• Prompt: Each line from the opening of the records that follow to the line with "Need: a point for each instance of the green" needs to be written out exactly. Add nothing.

** Opening Provided records block **

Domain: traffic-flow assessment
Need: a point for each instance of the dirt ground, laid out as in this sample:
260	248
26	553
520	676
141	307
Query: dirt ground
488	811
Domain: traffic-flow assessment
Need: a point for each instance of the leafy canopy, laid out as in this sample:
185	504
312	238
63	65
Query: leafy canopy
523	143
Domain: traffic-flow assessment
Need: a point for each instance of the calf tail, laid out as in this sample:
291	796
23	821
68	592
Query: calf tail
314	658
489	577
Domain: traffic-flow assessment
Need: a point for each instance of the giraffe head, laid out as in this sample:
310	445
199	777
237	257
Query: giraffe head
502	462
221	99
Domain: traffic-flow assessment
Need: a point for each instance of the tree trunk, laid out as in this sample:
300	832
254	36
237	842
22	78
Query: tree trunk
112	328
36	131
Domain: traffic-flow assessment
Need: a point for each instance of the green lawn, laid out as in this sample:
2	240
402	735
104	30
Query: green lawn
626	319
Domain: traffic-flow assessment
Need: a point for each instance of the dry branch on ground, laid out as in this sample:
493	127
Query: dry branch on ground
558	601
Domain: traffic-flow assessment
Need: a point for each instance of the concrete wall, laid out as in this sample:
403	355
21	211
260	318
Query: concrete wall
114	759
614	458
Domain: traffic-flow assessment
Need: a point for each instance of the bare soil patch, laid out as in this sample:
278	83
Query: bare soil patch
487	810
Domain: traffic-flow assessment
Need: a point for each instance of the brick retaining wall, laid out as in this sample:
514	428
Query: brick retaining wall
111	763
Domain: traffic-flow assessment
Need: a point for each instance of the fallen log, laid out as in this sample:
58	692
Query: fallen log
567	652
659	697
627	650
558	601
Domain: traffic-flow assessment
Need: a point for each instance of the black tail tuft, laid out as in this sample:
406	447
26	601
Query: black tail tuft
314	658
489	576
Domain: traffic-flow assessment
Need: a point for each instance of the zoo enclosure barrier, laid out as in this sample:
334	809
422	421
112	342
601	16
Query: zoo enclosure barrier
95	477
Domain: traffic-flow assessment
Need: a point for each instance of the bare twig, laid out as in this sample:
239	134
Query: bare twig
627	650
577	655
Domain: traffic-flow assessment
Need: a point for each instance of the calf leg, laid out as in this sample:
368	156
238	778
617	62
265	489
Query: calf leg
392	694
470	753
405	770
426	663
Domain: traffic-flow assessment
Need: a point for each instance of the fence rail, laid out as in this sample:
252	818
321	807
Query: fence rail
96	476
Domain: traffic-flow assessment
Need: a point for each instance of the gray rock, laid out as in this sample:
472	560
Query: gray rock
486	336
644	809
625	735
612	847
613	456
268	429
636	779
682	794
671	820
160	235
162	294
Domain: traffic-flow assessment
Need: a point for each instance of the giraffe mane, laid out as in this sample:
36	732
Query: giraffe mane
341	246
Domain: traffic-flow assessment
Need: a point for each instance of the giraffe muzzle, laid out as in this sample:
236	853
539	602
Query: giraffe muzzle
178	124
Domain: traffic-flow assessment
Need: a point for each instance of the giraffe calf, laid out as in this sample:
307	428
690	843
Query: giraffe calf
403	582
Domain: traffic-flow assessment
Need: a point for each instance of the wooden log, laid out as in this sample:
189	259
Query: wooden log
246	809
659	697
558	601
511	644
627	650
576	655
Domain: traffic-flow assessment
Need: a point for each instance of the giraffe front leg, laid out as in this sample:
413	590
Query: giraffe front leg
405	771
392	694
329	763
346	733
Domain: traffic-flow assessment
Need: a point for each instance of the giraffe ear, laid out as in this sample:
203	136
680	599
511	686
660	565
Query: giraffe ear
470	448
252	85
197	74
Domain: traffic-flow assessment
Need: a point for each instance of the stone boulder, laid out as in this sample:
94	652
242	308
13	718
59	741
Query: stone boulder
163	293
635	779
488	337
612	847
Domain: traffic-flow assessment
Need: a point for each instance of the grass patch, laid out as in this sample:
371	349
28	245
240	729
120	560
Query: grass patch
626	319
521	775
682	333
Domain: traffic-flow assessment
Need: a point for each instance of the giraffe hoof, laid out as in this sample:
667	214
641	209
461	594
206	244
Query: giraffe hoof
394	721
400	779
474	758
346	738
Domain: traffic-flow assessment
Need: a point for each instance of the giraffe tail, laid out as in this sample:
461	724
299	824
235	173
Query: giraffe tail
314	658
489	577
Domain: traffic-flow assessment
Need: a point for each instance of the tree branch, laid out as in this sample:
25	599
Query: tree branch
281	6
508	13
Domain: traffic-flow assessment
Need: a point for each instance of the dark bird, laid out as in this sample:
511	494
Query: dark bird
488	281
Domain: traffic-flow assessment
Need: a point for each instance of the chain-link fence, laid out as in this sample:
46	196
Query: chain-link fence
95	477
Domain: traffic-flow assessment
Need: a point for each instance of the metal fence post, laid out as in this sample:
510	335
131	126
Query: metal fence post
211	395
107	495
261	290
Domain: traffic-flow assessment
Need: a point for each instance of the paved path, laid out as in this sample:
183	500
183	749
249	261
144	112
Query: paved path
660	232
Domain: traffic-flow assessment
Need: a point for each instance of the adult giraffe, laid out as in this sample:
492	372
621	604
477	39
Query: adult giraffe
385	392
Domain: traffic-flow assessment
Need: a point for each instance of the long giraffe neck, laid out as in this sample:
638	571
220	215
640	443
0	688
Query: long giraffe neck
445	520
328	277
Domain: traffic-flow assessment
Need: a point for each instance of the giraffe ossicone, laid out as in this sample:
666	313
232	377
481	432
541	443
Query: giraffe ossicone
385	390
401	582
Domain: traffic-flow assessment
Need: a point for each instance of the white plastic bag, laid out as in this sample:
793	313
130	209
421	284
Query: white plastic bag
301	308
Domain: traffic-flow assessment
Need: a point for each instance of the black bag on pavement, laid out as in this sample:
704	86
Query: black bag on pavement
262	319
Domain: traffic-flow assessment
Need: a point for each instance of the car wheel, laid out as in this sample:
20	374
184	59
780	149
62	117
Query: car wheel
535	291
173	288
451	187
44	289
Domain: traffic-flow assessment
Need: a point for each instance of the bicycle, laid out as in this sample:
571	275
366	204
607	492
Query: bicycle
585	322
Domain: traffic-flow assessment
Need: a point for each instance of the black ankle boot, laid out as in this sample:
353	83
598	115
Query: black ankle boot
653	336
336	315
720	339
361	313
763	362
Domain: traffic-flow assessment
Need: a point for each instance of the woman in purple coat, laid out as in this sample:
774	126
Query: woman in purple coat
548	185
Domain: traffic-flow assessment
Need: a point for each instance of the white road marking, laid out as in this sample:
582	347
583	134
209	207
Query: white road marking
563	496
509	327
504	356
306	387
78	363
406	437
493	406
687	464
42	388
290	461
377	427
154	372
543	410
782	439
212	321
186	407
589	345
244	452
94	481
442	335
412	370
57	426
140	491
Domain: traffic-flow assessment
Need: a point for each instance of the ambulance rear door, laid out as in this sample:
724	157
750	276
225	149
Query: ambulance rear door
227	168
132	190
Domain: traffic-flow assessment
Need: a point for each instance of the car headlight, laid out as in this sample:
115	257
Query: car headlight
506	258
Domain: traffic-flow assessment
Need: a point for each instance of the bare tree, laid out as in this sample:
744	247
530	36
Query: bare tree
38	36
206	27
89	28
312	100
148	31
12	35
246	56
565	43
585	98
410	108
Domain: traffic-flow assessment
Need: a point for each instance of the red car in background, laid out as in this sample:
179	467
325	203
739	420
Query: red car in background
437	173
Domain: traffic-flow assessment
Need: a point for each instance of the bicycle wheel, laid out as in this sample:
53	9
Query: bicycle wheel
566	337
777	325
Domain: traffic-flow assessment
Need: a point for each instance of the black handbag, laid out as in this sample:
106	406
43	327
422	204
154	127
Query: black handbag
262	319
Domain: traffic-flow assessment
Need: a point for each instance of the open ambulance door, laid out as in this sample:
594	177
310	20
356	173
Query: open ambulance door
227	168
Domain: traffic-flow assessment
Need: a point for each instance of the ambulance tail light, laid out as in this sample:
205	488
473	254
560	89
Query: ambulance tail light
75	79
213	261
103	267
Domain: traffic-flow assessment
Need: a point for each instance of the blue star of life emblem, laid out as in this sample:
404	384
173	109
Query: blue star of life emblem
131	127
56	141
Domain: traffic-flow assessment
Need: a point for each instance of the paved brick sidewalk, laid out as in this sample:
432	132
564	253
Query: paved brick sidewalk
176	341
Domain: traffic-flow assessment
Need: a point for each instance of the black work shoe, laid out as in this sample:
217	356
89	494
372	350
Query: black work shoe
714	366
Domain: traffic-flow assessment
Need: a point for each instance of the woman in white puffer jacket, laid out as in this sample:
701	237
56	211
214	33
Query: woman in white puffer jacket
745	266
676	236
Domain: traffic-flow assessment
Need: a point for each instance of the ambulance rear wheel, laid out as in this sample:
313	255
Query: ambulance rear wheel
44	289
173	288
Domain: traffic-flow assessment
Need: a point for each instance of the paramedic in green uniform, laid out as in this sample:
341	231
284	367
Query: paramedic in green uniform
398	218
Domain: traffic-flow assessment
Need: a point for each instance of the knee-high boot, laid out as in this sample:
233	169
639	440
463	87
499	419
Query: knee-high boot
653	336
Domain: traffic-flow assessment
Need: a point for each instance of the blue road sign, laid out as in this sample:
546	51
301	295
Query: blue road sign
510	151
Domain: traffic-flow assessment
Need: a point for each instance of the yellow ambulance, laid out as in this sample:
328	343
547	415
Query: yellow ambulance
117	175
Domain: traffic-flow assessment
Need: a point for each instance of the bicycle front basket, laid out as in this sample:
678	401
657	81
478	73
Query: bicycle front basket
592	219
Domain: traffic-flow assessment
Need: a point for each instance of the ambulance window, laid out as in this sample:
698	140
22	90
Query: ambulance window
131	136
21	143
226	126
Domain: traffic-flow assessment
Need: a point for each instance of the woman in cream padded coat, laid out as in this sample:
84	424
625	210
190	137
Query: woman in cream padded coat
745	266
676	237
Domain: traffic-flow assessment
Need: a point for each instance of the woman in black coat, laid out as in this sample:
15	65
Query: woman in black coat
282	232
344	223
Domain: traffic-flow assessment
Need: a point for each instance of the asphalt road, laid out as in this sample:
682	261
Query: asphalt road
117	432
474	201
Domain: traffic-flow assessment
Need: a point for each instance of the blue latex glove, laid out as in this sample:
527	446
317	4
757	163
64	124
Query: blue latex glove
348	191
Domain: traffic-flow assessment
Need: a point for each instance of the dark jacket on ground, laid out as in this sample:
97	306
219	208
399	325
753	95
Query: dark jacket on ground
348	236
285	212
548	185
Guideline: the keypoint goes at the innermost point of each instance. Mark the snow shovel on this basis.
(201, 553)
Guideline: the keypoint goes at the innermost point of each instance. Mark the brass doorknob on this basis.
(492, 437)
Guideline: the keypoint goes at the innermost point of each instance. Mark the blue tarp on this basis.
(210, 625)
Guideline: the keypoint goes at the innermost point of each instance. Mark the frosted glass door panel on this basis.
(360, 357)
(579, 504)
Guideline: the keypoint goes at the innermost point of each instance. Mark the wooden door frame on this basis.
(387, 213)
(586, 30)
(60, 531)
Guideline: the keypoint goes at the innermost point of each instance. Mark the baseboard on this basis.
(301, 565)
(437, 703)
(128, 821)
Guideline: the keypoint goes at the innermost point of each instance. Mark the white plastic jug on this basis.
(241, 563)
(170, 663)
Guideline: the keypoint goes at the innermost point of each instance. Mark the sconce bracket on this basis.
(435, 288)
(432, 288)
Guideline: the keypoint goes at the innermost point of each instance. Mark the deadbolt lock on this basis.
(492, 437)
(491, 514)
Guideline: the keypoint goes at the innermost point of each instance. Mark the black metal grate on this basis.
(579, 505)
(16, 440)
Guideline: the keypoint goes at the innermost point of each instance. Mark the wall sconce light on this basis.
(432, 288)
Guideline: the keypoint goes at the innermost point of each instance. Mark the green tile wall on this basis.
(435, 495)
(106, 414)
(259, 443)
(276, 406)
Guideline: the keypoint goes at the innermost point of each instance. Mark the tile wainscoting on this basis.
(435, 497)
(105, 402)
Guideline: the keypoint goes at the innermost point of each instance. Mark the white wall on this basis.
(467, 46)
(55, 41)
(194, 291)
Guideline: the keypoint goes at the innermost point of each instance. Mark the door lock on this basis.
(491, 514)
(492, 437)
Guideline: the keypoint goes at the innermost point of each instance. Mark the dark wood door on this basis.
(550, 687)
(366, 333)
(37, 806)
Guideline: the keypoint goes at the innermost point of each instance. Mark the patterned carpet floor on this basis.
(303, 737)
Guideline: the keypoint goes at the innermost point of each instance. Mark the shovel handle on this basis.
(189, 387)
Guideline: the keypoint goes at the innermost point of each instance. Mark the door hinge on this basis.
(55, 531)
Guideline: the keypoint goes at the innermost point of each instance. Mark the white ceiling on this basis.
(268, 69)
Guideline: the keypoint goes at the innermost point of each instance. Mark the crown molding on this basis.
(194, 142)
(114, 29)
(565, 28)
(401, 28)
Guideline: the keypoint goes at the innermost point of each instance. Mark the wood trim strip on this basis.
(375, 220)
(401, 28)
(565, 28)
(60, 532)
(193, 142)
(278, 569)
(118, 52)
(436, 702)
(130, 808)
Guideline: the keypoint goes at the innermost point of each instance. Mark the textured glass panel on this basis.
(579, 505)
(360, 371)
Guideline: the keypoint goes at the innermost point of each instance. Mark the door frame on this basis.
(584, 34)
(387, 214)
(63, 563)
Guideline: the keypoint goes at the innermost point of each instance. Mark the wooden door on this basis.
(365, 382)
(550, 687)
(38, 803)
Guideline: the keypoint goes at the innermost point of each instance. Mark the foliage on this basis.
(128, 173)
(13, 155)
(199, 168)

** Closing Provided records block **

• Answer section:
Domain: traffic-flow assessment
Need: a point for each instance of the dirt ground, laid out as in this sample:
260	248
26	553
520	676
141	307
Query: dirt ground
488	811
Domain: traffic-flow assessment
Need: a point for each instance of the leafy canopy, laid out as in this sample:
185	504
312	238
63	65
Query: leafy canopy
523	143
Domain: traffic-flow assessment
Need: a point for each instance of the calf tail, laid out as in this sample:
291	796
23	821
68	592
Query: calf tail
314	658
489	577
Domain: traffic-flow assessment
Need: a point for each instance of the giraffe head, laid out as in this sample:
310	445
199	777
237	257
Query: giraffe head
502	462
221	99
Domain: traffic-flow assessment
Need: a point for each instance of the tree trunk, laid out as in this sample:
300	832
254	36
237	842
22	78
Query: tree trunk
112	328
36	131
Domain: traffic-flow assessment
Need: a point for each instance of the green lawn, laid out as in this sample:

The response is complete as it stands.